» **SHORT PROBLEM**:
The sermon outline on Acts 14 says Jesus is a barrier to life for some people and the door to life for others. In one to three sentences, explain what the outline says causes that difference.

───── SOURCE ─────

Rock of Offense or Rock of Ages
Text: Acts 14
Proposition: Jesus is to some a barrier to life and to others the door to life, the difference comes from the direction of God’s sovereign grace.
Introduction: Last week we traced Paul and Barnabas’s steps as they travelled across Cyprus and on to the mainland at Perga and then to Antioch in Pisidia, cities in what are today the country of Turkey. We talked about how this first missionary trip was in reality a Search and Rescue mission, not unlike that which the church is still called to do today. This morning let’s continue to trace Paul’s steps as they go to three more cities, Iconium, Lystra and Derbe. In each case there were some who rejected the gospel and others whose hearts received it with faith. It was the same gospel, the same truth, the same Jesus yet there were two polarities of reception, positive and negative. So let’s ask the obvious question, what is it that causes that difference? Why is Jesus Christ so many times a Rock of Offense, even as He predicted He would be, and why are there others whose faith is awakened as they meet and receive eternal life in the Rock of Ages? Let’s see if the answer to that question becomes more clear in Acts 14.
I. In Iconium Belief and Unbelief Were Not Evidence Driven.

───── RECORDS PROVIDED ─────

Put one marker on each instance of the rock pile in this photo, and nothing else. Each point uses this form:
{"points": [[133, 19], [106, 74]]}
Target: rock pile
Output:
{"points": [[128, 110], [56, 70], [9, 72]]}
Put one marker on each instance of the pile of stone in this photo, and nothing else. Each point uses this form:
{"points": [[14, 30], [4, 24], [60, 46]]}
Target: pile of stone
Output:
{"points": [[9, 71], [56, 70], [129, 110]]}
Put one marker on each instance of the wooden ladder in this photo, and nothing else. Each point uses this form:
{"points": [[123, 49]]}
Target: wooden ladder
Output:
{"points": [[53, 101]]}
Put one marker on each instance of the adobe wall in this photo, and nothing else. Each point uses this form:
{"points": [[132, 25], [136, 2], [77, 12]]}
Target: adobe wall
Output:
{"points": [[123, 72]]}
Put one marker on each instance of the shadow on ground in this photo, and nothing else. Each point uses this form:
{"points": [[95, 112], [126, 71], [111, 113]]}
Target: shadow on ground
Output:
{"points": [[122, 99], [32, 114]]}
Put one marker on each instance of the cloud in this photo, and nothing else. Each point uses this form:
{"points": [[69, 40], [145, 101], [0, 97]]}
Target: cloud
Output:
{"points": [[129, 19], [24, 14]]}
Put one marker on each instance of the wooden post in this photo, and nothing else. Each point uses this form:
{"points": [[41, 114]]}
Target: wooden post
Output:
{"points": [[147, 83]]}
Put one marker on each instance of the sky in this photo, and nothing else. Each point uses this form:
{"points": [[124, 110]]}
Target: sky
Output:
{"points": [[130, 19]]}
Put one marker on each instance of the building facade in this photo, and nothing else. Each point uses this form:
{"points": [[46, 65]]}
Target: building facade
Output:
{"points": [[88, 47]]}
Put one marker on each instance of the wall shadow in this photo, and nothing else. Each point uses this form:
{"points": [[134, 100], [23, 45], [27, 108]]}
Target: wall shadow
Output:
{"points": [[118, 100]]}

─────

» **ANSWER BELOW**:
The outline says the difference comes from the direction of God's sovereign grace. The same gospel and the same Jesus meet two opposite responses. Some hearers reject him as a Rock of Offense, while others receive eternal life in him as the Rock of Ages.